# Nepaug - 11/2/2008



## gmcunni (Nov 2, 2008)

I'll get this started but need Brian and Jeff to fill in details. 

Arrived at a jam packed parking lot just before 7:30.  O3Jeff was already there and bvibert rolled in a few minutes later. There were also 10 guys there who went out a few minutes ahead of us.  It was a bit chilly when we started but we all dressed appropriately.

Jeff had loaded a track on his GPS and we did our best to follow that. I have no idea where we went but looking back at the GPS track we basically did a counter-clockwise loop through the forest.  Jeff and Brian hit some jumps early on in the ride.   Towards the end of the ride I worked up some nerve to try a few of the jumps and managed to do the ladder running over the volkswagon.   Brian also did the VW and some more jumps towards the end of the ride.  Jeff shot a few video clips, hopefully they came out well so we can see how much (or little) air we got on the jumps.  Brian's last attempt of the big jump was great, he got lots of air.

Great ridge this morning. That was just first time @ Nepaug and i wasn't disappointed.

Here's the GPS track http://www.crankfire.com/trails/data.php?dataid=509


----------



## 2knees (Nov 2, 2008)

NICE.  cant wait to see the video.  that place is wild with all the kickers and gap jumps.


----------



## o3jeff (Nov 2, 2008)

It was pretty much the same route we did a few weeks back. I was pretty happy with my riding today, got down some techy rocky drops that I walked last time, hit a couple jumps/lips. Overall a great ride with Gary and Brian.


----------



## bvibert (Nov 2, 2008)

Good ride, we got a little lost at times and may have missed some of the intended route, but we still had lots of fun.  I have a better idea of where stuff is now thanks to this ride to tie a bunch of stuff that I already knew together.  The first jumps we hit were the deli slicer, which I'd ridden (sans jumps) a bunch of times but didn't know that's what it was called (I even took AZ group through there earlier in the summer).  Jeff and I each hit the 3rd jump a couple of times.  I almost got up the courage to hit the second one, but wussed out.  I'm thinking I probably would have if someone else did.  From there we did a bit of meandering before finding the trail that Jeff had been on before.  Real fun trail with lots of rocks and stuff to play on.  We got a little mixed up on the return portion of the loop, but still managed to hit some good stuff, including a bunch of the trail that I led the group on earlier in the year.  Where the large roller with the gap jump to table top drop is.  We saw a guy do the roller, but he skipped the jump portion.

**Data extract**
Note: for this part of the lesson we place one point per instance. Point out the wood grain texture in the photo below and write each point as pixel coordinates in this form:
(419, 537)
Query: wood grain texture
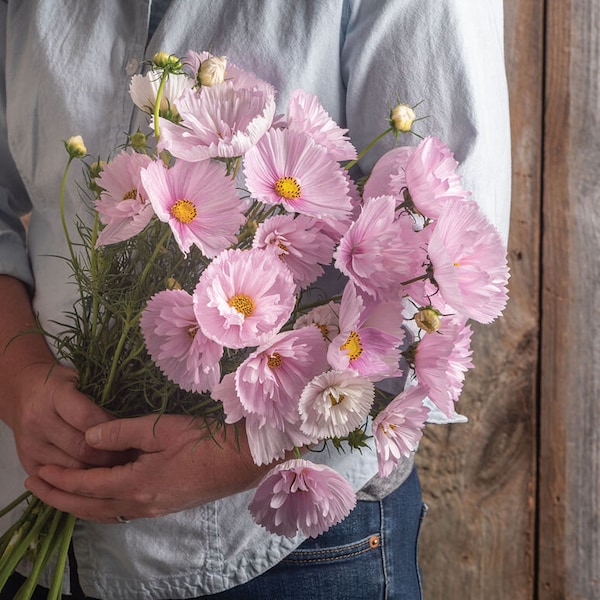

**Objective**
Can you reproduce the Nepaug ride thread word for word, from "## o3jeff (Nov" up to and including "Gary and Brian."?

**Result for this task**
## o3jeff (Nov 2, 2008)

It was pretty much the same route we did a few weeks back. I was pretty happy with my riding today, got down some techy rocky drops that I walked last time, hit a couple jumps/lips. Overall a great ride with Gary and Brian.